Entries:
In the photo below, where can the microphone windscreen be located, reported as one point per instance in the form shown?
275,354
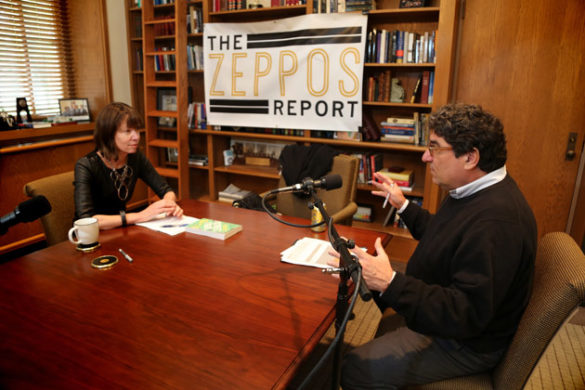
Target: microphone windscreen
332,182
33,208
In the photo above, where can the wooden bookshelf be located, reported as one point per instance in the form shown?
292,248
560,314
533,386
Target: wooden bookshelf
204,182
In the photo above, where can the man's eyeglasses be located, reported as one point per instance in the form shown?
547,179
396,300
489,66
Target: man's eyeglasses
435,148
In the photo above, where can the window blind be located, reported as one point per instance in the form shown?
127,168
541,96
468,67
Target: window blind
35,55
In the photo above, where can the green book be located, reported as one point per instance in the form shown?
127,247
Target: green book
212,228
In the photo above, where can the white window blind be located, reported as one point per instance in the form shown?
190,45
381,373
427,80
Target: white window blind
35,56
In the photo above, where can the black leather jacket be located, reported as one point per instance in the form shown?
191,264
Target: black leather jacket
94,188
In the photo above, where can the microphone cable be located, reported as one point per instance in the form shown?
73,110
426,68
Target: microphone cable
338,336
273,215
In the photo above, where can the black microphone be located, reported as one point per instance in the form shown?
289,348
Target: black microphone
27,211
329,182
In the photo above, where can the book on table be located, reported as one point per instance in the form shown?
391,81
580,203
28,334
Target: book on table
213,228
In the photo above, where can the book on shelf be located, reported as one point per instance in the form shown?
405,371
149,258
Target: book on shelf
232,192
424,93
401,176
363,214
398,46
213,228
416,91
198,159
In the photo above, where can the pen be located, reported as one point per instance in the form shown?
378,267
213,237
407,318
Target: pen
125,255
386,201
178,225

Stated task: Copy the stretch of the records above from the line containing "In the photo above, where can the book on shelf" through the end of the records, both ends included. Keep every line as it is, but add 113 to each number in the answer coordinates.

Solved problem:
In the photo above, where can the book on shelf be located, reported as one point per instance in the form shown?
405,371
149,258
Target: book on shelf
345,305
537,206
514,289
476,327
511,159
326,341
529,204
311,272
In the photo above, where can the pen be located, reported as one point per instance in the form shown?
378,267
213,237
407,318
Target: pen
238,368
499,314
291,338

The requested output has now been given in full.